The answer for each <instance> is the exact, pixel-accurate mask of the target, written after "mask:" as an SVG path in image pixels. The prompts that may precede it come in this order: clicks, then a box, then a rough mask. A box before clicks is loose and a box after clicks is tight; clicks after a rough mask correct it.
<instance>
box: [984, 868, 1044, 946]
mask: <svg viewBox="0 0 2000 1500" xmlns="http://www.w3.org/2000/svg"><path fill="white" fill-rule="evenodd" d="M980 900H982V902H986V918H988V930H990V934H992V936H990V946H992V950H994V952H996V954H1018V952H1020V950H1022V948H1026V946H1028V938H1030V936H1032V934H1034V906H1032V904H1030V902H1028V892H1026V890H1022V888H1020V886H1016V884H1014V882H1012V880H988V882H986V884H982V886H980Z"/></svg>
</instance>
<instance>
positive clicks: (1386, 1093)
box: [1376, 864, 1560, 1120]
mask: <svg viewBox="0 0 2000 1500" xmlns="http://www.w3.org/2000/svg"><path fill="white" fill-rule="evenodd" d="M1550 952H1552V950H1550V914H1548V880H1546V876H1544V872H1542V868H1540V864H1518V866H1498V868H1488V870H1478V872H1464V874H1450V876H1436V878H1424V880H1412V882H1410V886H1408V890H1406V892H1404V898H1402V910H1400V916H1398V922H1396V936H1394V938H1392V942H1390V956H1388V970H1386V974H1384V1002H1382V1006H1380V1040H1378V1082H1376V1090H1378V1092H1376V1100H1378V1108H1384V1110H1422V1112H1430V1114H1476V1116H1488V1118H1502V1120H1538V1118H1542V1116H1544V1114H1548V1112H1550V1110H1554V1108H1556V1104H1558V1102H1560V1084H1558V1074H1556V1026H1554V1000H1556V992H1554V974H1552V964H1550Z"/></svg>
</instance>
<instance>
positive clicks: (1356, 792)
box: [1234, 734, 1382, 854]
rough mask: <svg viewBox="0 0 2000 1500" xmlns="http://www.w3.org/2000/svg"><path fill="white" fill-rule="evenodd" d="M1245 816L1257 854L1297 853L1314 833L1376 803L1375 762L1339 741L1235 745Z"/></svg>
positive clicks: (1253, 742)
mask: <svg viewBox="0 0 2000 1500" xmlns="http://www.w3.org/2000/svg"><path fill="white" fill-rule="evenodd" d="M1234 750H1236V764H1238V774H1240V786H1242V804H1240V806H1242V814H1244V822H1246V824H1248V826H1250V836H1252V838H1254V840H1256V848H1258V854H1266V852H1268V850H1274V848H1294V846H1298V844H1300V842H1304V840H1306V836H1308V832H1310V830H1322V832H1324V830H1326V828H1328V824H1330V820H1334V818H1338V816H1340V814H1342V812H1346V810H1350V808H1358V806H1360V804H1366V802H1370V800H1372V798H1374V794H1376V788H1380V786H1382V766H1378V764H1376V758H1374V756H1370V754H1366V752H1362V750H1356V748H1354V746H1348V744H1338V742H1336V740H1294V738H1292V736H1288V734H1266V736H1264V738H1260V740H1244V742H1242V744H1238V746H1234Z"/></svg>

→ Task to carry out
Rewrite the listing above, replacing "positive clicks" with "foreground clicks" everywhere it occurs and leaving all other text unchanged.

→ The completed task
The answer for each <instance> is the exact, pixel-accurate mask of the target, written after "mask:" as an SVG path in image pixels. The prompts that may precede it come in this order: clicks, then a box, then a rough mask. A box before clicks is loose and a box after clicks is tight; clicks after a rough mask correct it.
<instance>
box: [984, 868, 1044, 946]
mask: <svg viewBox="0 0 2000 1500" xmlns="http://www.w3.org/2000/svg"><path fill="white" fill-rule="evenodd" d="M980 900H982V902H986V918H988V930H990V934H992V936H990V946H992V950H994V952H996V954H1018V952H1020V950H1022V948H1026V946H1028V938H1030V936H1032V934H1034V906H1032V904H1030V902H1028V892H1026V890H1022V888H1020V886H1016V884H1014V882H1012V880H988V882H986V884H982V886H980Z"/></svg>
</instance>
<instance>
foreground clicks: (1386, 1093)
box: [1376, 864, 1560, 1120]
mask: <svg viewBox="0 0 2000 1500" xmlns="http://www.w3.org/2000/svg"><path fill="white" fill-rule="evenodd" d="M1550 952H1552V950H1550V914H1548V880H1546V876H1544V872H1542V868H1540V864H1518V866H1498V868H1488V870H1478V872H1464V874H1450V876H1436V878H1424V880H1412V882H1410V886H1408V890H1406V892H1404V898H1402V910H1400V916H1398V922H1396V936H1394V938H1392V942H1390V956H1388V970H1386V974H1384V1002H1382V1006H1380V1040H1378V1082H1376V1090H1378V1092H1376V1100H1378V1108H1384V1110H1422V1112H1430V1114H1476V1116H1488V1118H1502V1120H1538V1118H1542V1116H1544V1114H1548V1112H1550V1110H1554V1108H1556V1104H1558V1102H1560V1084H1558V1074H1556V1026H1554V1000H1556V992H1554V974H1552V964H1550Z"/></svg>
</instance>
<instance>
foreground clicks: (1356, 792)
box: [1234, 734, 1382, 854]
rough mask: <svg viewBox="0 0 2000 1500" xmlns="http://www.w3.org/2000/svg"><path fill="white" fill-rule="evenodd" d="M1245 816L1257 854L1297 853L1314 833L1376 803L1375 762L1339 741L1235 745Z"/></svg>
foreground clicks: (1253, 742)
mask: <svg viewBox="0 0 2000 1500" xmlns="http://www.w3.org/2000/svg"><path fill="white" fill-rule="evenodd" d="M1234 750H1236V764H1238V774H1240V786H1242V804H1240V806H1242V814H1244V822H1246V824H1248V826H1250V836H1252V838H1254V840H1256V848H1258V854H1266V852H1268V850H1274V848H1294V846H1298V844H1300V842H1304V840H1306V836H1308V832H1310V830H1322V832H1324V830H1326V828H1328V824H1330V820H1334V818H1338V816H1340V814H1342V812H1346V810H1350V808H1358V806H1360V804H1366V802H1370V800H1372V798H1374V794H1376V788H1380V786H1382V766H1378V764H1376V758H1374V756H1370V754H1366V752H1362V750H1356V748H1354V746H1348V744H1338V742H1336V740H1294V738H1292V736H1288V734H1266V736H1264V738H1260V740H1244V742H1242V744H1238V746H1234Z"/></svg>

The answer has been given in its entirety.